STATED TASK 1 =
Set down the section of the infrastructure setup notebook below that runs from "mpi_workers = []" down to "mpi_worker.submit(idempotent=True)", keeping every character as it appears.

EXTRACT TO READ =
━━━━━━━━━━
# Infrastructure Setup

In [None]:
import os
from chi import context

# We select which chameleon site we are using and choose the project
context.use_site('CHI@UC')
context.choose_project()
username = os.environ.get('USER').replace("_", "-")

## Creating a 1-day lease

In [None]:
from chi import lease
from datetime import timedelta

In [None]:
node_type="gpu_rtx_6000"
instance_count = 2
network_name=f"{username}-storage-network-cuda"

In [None]:
mpi_lease = lease.Lease(f"{username}-mpi-lease-cuda", duration=timedelta(days=4))

mpi_lease.add_node_reservation(amount=instance_count, node_type=node_type)
# Register a storage network which is required to use NFS Shares
mpi_lease.add_network_reservation(network_name=network_name, usage_type='storage')
mpi_lease.add_fip_reservation(1)
mpi_lease.submit(idempotent=True)

## Create a New Share

In [None]:
from chi import share

In [None]:
share_names = [s.name for s in share.list_shares()]

In [None]:
share_name = f"{username}-share-cuda"
if share_name not in share_names:
    print(f"Creating new share - {share_name}")
    mpi_share = share.create_share(size=1, name=share_name)
else:
    mpi_share = share.get_share(share_name)

In [None]:
nfs_share = share.get_share(mpi_share.id)
nfs_share

## Creating server instances

In [None]:
from chi import server

In [None]:
mpi_master=server.Server(
        f"{username}-mpi-master-cuda",
        reservation_id=mpi_lease.node_reservations[0]["id"],
        image_name="Ubuntu22.04-HPC-MPI-Spack-CUDA",
        network_name=network_name
)
mpi_master_hostname = mpi_master.name
mpi_master.submit(idempotent=True)

mpi_workers = []
mpi_worker_hostnames = []
for i in range(instance_count - 1):
    mpi_worker=server.Server(
            f"{username}-mpi-worker-{i+1}-cuda",
            reservation_id=mpi_lease.node_reservations[0]["id"],
            image_name="Ubuntu22.04-HPC-MPI-Spack-CUDA",
            network_name=network_name
    )
    mpi_worker.submit(idempotent=True)
    mpi_workers.append(mpi_worker)
    mpi_worker_hostnames.append(mpi_worker.name)

In [None]:
all_hostnames = mpi_master_hostname + "," + ",".join(mpi_worker_hostnames)

In [None]:
fip = mpi_lease.get_reserved_floating_ips()[0]
server.associate_floating_ip(mpi_master.id, fip)

## Create inventory.ini to work with ansible

In [None]:
with open("./inventory.ini", "w") as f:
    f.write("[master_node]\n")
━━━━━━━━━━
EXERCISE MATERIALS =
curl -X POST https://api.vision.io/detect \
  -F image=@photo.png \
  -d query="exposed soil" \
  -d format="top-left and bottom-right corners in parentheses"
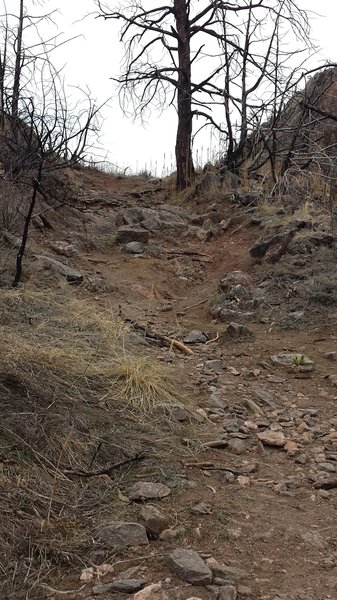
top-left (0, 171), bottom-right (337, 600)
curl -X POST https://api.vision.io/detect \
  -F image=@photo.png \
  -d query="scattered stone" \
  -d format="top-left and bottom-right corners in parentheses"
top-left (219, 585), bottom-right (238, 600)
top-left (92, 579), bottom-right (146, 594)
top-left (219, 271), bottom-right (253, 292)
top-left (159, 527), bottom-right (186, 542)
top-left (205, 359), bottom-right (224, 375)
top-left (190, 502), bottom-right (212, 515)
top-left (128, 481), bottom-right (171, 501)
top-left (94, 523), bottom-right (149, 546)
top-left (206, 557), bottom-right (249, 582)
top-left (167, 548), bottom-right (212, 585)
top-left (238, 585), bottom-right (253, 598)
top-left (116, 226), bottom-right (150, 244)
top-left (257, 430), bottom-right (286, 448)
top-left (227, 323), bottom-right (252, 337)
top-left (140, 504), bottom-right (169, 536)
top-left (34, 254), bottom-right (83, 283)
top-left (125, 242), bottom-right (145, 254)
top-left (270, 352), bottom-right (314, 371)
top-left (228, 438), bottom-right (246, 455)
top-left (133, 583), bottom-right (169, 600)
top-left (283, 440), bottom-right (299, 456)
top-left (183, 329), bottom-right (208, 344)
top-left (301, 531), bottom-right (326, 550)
━━━━━━━━━━
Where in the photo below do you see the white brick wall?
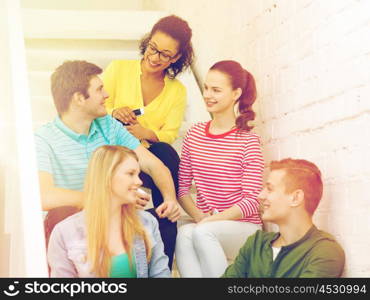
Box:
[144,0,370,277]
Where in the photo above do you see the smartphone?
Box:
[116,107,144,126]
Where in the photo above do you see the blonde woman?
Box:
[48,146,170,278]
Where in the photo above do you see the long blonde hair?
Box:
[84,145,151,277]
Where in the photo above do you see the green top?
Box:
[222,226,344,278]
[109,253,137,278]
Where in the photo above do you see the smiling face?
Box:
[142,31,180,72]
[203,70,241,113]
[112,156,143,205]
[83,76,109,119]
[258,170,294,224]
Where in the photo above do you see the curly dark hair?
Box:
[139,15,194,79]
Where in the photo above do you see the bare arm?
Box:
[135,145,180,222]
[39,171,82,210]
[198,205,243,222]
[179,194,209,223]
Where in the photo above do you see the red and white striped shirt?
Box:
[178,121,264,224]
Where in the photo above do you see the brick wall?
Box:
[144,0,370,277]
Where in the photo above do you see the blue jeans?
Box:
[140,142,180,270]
━━━━━━━━━━
STATED TASK 2 =
From the records above, extract everything from the line containing "Where in the photo above do you see the long" down to the line containing "[140,142,180,270]", both included, and repeat those lines without any change.

TASK ANSWER 1 =
mpi_workers = []
mpi_worker_hostnames = []
for i in range(instance_count - 1):
    mpi_worker=server.Server(
            f"{username}-mpi-worker-{i+1}-cuda",
            reservation_id=mpi_lease.node_reservations[0]["id"],
            image_name="Ubuntu22.04-HPC-MPI-Spack-CUDA",
            network_name=network_name
    )
    mpi_worker.submit(idempotent=True)

TASK ANSWER 2 =
Where in the photo above do you see the long blonde hair?
Box:
[84,145,151,277]
Where in the photo above do you see the green top?
Box:
[222,226,344,278]
[109,253,137,278]
Where in the photo above do you see the smiling face?
Box:
[142,31,180,72]
[203,70,241,113]
[112,156,143,205]
[83,76,109,119]
[258,170,294,224]
Where in the photo above do you see the curly dark hair?
Box:
[139,15,194,79]
Where in the photo above do you see the bare arm?
Box:
[135,145,180,222]
[39,171,82,210]
[198,205,243,222]
[179,194,209,223]
Where in the photo above do you see the red and white striped shirt?
Box:
[178,121,264,224]
Where in the photo above do you see the brick wall?
Box:
[144,0,370,277]
Where in the photo above do you see the blue jeans?
Box:
[140,142,180,270]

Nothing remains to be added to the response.